▶ BRIEF
Word for word, restate the records that appear below.

Saved entries:
----------------------------------------

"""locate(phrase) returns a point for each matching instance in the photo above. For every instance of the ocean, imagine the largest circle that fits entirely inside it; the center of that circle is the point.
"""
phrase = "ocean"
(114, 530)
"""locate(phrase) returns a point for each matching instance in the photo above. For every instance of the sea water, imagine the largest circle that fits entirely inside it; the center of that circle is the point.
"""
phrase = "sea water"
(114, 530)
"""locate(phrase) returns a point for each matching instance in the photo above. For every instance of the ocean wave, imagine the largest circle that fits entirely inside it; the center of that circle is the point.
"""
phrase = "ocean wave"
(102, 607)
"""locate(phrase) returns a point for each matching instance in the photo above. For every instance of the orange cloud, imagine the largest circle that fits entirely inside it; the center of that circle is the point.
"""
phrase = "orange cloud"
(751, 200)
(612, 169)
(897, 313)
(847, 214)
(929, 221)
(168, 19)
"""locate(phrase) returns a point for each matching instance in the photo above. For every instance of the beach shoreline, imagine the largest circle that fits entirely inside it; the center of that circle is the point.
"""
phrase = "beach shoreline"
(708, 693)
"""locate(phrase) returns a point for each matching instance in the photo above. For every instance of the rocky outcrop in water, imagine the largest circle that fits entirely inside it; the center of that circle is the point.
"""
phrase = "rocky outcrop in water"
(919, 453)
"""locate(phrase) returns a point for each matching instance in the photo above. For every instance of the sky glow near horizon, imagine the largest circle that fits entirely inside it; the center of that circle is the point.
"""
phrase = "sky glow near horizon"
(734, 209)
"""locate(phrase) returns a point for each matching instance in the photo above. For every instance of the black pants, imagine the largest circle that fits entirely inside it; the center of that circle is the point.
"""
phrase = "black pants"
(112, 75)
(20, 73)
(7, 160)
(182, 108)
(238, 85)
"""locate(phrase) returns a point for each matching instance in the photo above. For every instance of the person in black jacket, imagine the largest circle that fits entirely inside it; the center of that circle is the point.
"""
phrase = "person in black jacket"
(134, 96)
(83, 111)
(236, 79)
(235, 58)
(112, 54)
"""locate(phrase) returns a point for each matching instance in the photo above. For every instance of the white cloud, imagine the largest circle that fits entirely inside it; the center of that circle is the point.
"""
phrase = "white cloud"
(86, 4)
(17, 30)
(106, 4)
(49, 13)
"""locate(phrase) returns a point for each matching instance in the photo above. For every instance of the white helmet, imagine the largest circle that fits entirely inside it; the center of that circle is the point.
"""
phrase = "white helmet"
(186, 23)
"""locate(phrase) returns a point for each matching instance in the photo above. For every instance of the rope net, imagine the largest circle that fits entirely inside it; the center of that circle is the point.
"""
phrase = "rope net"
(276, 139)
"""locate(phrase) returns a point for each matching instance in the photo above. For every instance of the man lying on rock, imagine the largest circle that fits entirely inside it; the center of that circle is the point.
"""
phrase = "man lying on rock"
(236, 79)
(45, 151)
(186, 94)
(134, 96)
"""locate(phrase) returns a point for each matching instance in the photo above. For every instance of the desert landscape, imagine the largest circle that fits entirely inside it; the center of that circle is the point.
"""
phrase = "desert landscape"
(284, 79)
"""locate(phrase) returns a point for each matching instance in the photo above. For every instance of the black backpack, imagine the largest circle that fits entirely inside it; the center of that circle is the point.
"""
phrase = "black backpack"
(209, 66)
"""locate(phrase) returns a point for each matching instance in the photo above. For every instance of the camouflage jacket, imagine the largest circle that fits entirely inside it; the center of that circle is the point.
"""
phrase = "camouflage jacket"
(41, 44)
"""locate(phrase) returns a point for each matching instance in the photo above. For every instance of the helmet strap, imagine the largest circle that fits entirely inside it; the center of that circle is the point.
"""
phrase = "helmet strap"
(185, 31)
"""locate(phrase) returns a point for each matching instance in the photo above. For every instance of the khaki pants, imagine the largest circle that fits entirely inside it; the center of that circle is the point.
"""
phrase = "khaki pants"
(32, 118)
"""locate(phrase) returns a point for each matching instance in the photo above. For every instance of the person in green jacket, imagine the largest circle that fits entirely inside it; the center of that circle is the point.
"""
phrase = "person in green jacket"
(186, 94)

----------------------------------------

▶ FINISHED EXERCISE
"""locate(phrase) returns a point for each matching instance in the photo above. For every instance of the ocean, imagine the largest circle that fits entirely inside it; the center of that circle is the point.
"""
phrase = "ocean"
(114, 530)
"""locate(phrase) returns a point for each matching instance in the photo above. For every instance of the sea water, imagine the largest circle that fits entirely inside it; the center of that circle is the point.
"""
phrase = "sea water"
(114, 530)
"""locate(phrase) returns a point for each matching instance in the photo above. For every instance of the ocean wave, imagine the largest circle that fits entirely inside it; the center of that circle is the point.
"""
phrase = "ocean wave"
(102, 607)
"""locate(phrase) returns a point for each matching instance in the photo above. For every instance of the orange cloud, imagine the largest circle that fits entirely inside it; the center of that circle is the point.
"""
phrase = "orange cloud"
(751, 200)
(612, 169)
(897, 313)
(847, 214)
(929, 221)
(168, 19)
"""locate(phrase) returns a point for each matching instance in the photo above. For every instance of the beach shoreline, imagine the largest circle that fits entirely inside it; the center of that circle is the point.
"""
phrase = "beach shoreline"
(708, 693)
"""locate(phrase) returns a point for each matching instance in the photo above. For every instance of the rocky outcrop in water, imagine the largest circle that fits entirely inside it; the center of that circle is the point.
"""
phrase = "rocky outcrop in water"
(919, 453)
"""locate(phrase) returns a point for each matching instance in the photo above. For every instance of the sky glow near horizon, imagine the largest circle that fits entirely inside it; the center of that circle is the point.
"""
phrase = "sky glow near horizon"
(734, 209)
"""locate(phrase) returns a point for each matching instance in the photo above. For every instance of the black pants, imagine the largest circle that fits entirely inside it; the center of that circle is the point.
"""
phrase = "black pants"
(112, 75)
(20, 73)
(7, 160)
(182, 108)
(238, 85)
"""locate(phrase) returns a point for each matching instance in the photo above. For every instance of the person in black jacket, imagine the largest circle that fits entirely inside it; the center of that circle is the point.
"""
phrase = "person in black jacket"
(134, 96)
(83, 111)
(236, 79)
(235, 58)
(112, 54)
"""locate(phrase) returns a point for each matching instance in the photo above. For every instance of the white cloud, imagine the largest circle that fits entirely inside it; the center of that circle is the point.
"""
phrase = "white cloud"
(86, 4)
(17, 30)
(106, 4)
(49, 13)
"""locate(phrase) returns a point for each matching instance in the photo above. For every instance of the white helmet, imagine the largest circle that fits entirely inside it; the center of that circle is the point.
"""
phrase = "white helmet"
(186, 23)
"""locate(phrase) returns a point for each matching instance in the photo above. For every instance of the rope net, imagine the largest circle that fits entirely inside it; the center of that circle is the point.
"""
phrase = "rope net"
(276, 139)
"""locate(phrase) returns a point for each matching instance in the photo above. For every instance of the man lying on rock, imagine the largest circle that fits entirely inside it; the center of that circle is the point.
"""
phrase = "man lying on rock"
(236, 79)
(45, 151)
(186, 94)
(134, 96)
"""locate(phrase) returns a point for each matching instance in the photo above. For every instance of the desert landscape, imagine the largest circle that fits entirely inside it; the center of that circle is the point.
"""
phrase = "desert landscape"
(284, 79)
"""locate(phrase) returns a point for each matching instance in the photo above. For every instance of the black backpack, imagine the largest circle that fits entirely inside it; the center of that circle is the point.
"""
phrase = "black backpack"
(209, 66)
"""locate(phrase) returns a point for each matching instance in the photo above. For every instance of the camouflage jacket, imagine the largest circle that fits entirely inside it; the center of that circle is the point.
"""
phrase = "camouflage jacket"
(41, 44)
"""locate(phrase) returns a point for each matching instance in the photo above. For every instance of the helmet strap, imagine the largest circle that fits entirely inside it; the center of that circle is the point.
"""
phrase = "helmet strap"
(185, 31)
"""locate(phrase) returns a point for each matching instance in the photo above. For every instance of the khaki pants, imagine the largest circle that fits entirely inside it; the center of that circle is the point.
"""
phrase = "khaki pants"
(32, 118)
"""locate(phrase) returns a point for each matching instance in the photo above. For every instance of the person in green jacket, imagine the largest circle that fits entirely inside it; the center of that circle is the point.
"""
phrase = "person in green jacket"
(186, 94)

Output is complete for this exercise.